> [Given problem]:
Rewrite the records from the line with "Find any visible khaki" to the line with "304,161,323,176" as a two-column CSV with the header text,answer. Give one row per record, put each field in double quotes, and turn line breaks into spaces.

> [Information given]:
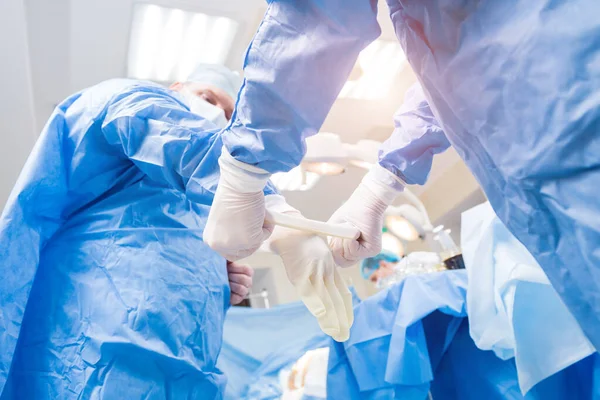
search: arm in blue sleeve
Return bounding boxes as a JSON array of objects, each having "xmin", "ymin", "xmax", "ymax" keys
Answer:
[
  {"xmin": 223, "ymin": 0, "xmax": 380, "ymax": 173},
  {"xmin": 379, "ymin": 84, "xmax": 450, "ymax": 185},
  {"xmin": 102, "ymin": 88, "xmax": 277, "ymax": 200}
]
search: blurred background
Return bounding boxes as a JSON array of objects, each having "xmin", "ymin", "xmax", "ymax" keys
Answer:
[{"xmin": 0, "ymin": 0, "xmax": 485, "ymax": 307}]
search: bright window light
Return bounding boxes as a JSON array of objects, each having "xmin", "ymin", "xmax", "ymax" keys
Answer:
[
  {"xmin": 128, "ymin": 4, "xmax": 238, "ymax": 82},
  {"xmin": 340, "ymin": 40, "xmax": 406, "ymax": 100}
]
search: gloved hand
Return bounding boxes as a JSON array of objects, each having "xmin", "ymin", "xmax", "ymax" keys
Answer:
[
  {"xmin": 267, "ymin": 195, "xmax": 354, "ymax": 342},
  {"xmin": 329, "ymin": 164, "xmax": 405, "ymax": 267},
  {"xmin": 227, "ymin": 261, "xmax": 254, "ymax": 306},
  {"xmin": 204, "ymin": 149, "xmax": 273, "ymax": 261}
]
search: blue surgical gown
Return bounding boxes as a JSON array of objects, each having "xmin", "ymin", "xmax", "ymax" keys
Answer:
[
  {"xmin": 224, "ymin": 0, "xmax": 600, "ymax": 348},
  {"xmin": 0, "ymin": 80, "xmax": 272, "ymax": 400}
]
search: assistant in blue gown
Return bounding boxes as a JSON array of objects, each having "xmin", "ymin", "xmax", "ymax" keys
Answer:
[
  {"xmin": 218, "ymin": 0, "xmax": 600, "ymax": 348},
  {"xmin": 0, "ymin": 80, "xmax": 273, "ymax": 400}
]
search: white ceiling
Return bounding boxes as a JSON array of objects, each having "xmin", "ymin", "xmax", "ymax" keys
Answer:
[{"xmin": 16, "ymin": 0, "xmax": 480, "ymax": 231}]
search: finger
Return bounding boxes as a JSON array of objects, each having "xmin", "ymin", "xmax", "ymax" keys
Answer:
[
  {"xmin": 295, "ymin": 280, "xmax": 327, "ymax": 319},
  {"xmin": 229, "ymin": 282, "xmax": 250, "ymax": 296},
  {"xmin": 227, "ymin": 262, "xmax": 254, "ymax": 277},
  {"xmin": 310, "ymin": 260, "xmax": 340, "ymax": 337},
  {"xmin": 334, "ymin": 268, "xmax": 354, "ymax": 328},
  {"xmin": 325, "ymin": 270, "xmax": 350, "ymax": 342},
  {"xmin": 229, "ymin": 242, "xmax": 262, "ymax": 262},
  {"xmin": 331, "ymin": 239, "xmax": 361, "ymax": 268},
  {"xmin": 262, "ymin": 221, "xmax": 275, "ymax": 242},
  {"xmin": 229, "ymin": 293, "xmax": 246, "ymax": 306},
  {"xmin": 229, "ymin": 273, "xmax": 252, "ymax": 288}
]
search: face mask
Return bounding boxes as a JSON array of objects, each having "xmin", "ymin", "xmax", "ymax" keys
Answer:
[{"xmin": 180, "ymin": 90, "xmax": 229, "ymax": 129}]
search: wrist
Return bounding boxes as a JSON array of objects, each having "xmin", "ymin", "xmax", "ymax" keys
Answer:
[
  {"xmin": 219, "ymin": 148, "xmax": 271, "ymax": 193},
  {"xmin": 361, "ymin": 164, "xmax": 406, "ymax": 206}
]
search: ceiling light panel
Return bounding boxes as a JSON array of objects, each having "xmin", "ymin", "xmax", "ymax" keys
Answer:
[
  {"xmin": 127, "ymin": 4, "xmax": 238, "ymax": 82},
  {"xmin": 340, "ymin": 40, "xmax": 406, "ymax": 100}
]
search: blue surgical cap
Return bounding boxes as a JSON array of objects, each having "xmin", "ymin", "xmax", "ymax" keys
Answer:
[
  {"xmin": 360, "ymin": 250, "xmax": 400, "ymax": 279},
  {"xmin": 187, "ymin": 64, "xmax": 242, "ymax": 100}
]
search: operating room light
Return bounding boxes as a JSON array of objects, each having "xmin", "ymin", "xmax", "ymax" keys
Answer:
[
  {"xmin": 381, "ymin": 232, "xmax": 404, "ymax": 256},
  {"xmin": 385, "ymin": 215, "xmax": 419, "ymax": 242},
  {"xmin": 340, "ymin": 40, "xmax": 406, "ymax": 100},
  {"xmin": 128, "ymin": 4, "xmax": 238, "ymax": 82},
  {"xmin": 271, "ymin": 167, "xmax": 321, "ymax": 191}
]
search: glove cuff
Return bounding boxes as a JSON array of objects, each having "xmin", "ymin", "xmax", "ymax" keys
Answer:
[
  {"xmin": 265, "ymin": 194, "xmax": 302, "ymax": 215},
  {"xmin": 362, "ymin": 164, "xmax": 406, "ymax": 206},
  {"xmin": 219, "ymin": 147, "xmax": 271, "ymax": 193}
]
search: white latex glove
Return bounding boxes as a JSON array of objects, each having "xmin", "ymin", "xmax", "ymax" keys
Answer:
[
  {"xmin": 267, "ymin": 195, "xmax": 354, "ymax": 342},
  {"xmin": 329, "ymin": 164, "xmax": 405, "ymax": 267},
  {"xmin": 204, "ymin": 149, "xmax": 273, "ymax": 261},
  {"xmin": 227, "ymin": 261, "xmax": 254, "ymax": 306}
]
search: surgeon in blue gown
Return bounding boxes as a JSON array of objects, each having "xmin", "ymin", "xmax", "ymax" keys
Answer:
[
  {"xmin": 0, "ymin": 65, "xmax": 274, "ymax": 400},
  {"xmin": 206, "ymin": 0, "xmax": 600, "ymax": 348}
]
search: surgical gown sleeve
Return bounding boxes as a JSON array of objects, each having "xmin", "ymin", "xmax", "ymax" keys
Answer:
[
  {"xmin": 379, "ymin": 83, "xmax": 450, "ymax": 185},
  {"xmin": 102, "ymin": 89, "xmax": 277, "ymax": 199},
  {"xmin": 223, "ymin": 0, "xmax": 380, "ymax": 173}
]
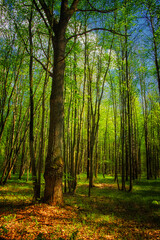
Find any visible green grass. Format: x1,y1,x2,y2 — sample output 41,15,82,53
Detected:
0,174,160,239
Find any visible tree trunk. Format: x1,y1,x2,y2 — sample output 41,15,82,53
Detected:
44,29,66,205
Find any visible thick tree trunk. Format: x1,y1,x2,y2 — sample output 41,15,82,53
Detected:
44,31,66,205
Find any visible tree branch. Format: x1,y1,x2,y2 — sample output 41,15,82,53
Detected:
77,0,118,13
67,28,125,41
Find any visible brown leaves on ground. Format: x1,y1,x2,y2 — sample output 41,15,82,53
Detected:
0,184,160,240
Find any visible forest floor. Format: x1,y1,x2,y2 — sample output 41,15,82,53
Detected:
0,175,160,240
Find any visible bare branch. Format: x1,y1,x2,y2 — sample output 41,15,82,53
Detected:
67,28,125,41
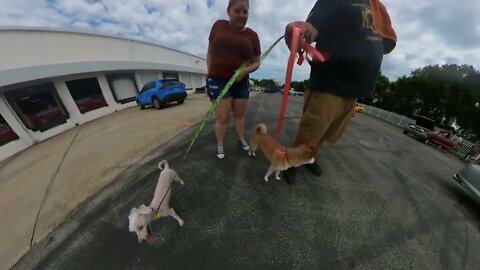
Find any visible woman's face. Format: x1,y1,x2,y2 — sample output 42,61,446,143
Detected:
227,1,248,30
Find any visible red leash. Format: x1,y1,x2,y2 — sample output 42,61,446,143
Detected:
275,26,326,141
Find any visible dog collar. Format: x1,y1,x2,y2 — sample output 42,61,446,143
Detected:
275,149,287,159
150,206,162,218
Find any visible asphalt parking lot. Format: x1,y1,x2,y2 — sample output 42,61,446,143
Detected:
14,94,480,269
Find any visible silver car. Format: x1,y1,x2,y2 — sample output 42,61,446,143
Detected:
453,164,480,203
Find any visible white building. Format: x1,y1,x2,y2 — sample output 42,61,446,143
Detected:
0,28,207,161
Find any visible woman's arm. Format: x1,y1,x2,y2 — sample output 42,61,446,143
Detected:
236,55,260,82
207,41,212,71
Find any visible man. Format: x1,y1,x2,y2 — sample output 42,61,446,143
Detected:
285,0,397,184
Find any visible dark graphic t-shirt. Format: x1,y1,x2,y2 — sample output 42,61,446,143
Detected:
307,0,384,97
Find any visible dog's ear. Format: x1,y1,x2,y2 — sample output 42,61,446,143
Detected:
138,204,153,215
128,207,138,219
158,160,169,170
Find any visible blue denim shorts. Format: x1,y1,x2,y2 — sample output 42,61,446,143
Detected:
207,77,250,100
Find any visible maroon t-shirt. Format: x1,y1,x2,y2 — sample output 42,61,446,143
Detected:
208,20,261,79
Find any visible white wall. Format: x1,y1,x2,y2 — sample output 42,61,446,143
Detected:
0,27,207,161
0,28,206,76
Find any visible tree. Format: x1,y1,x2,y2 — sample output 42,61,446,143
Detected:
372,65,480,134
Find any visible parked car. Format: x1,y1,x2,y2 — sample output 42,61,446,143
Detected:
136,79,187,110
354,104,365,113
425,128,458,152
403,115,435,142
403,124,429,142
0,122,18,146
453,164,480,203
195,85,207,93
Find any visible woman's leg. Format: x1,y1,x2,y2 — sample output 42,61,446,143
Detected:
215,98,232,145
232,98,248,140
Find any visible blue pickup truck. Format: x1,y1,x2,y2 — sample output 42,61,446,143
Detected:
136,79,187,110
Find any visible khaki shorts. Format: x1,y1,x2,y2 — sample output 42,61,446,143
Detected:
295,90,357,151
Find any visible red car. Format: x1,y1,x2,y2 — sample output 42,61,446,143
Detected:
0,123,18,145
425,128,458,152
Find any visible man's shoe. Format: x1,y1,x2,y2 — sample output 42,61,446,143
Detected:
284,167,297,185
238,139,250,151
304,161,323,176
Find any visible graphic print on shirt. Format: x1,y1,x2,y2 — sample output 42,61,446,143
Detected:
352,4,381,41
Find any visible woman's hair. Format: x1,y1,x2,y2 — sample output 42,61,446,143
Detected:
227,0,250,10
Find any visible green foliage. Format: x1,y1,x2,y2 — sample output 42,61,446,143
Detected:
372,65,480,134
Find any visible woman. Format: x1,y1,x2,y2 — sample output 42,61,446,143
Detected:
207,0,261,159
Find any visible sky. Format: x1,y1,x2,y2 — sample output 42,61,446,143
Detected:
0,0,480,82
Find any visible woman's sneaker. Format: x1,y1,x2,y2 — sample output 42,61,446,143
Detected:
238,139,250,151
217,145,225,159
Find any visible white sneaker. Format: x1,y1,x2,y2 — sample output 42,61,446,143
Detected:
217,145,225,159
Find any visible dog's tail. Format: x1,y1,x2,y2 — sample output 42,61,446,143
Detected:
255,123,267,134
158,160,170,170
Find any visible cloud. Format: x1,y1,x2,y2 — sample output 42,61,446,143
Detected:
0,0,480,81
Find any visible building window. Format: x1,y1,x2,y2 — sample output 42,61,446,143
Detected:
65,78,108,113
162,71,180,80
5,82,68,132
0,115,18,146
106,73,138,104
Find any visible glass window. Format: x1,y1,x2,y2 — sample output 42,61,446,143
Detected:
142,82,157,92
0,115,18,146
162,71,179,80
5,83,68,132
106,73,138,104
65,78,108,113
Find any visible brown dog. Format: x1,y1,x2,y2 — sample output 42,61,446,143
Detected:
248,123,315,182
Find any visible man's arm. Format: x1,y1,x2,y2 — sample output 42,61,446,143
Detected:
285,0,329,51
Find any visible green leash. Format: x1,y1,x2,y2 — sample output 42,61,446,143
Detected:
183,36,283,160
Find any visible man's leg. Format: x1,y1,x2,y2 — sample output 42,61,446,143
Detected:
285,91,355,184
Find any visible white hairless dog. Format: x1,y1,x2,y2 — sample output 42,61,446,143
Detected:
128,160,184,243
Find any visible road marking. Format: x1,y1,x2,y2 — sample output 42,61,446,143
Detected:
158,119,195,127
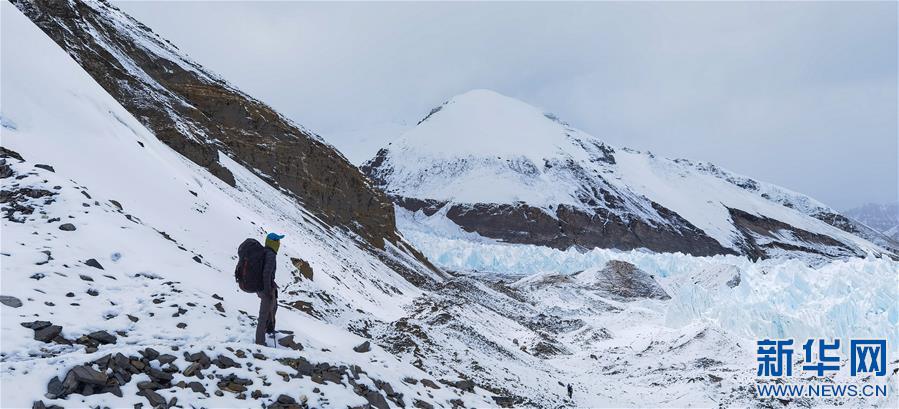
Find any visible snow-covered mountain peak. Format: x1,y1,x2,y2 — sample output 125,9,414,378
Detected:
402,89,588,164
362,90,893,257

> [Exercise output]:
text,answer
"Find any visible khaki shorts. Format: x1,y1,x2,y2 — sample output 42,61,446,143 Detected:","295,90,357,151"
"Find any visible red car. Format: x1,y1,x2,y2 — sample output 42,61,446,143 Detected:","0,123,18,145 425,128,458,152"
"Find any visible man's shoe. Format: x1,y1,x2,y2 — sample output 42,61,446,143 Detected:","284,167,297,185 238,139,250,151 304,161,323,176"